Reproduce the lines below with every occurrence of "marks one dot per instance" replaced by "places one point per instance" and everything else left unchanged. Omit the pictures from the output.
# # # # # # #
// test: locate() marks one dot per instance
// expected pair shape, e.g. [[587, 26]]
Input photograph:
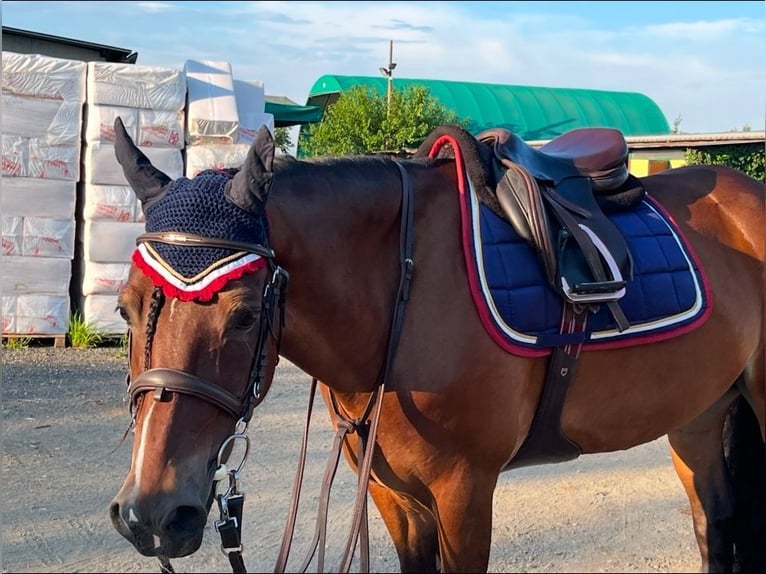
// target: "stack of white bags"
[[42, 118], [150, 101], [69, 217], [223, 115]]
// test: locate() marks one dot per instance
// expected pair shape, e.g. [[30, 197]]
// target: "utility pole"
[[389, 74]]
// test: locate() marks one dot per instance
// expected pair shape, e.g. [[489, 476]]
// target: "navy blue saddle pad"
[[667, 296]]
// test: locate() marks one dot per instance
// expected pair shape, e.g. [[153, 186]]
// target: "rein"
[[367, 430]]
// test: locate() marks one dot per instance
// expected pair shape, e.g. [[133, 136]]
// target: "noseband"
[[163, 380]]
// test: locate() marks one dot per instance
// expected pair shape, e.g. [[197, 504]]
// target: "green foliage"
# # # # # # #
RESPONSE BELOW:
// test: locate() places one point per instance
// expected pair shape, e.g. [[587, 26]]
Input photograph:
// target: "stack of white bags"
[[42, 118], [150, 101], [69, 217], [223, 115]]
// test: locate() places one point per instance
// expected pair shape, e.g. [[30, 197]]
// target: "utility pole"
[[389, 74]]
// test: locate() places one point per instance
// expected pair shape, e.g. [[489, 476]]
// target: "navy blue saddle pad"
[[667, 296]]
// test: locate() places one point per instance
// expected pair shape, e.g. [[153, 186]]
// target: "rein"
[[367, 430]]
// test: locate() places one point per instance
// expected pair shape, e.g. [[133, 136]]
// target: "noseband"
[[163, 380]]
// test: locate() places one point per instance
// expected pair shape, e.g. [[197, 504]]
// target: "green foliage"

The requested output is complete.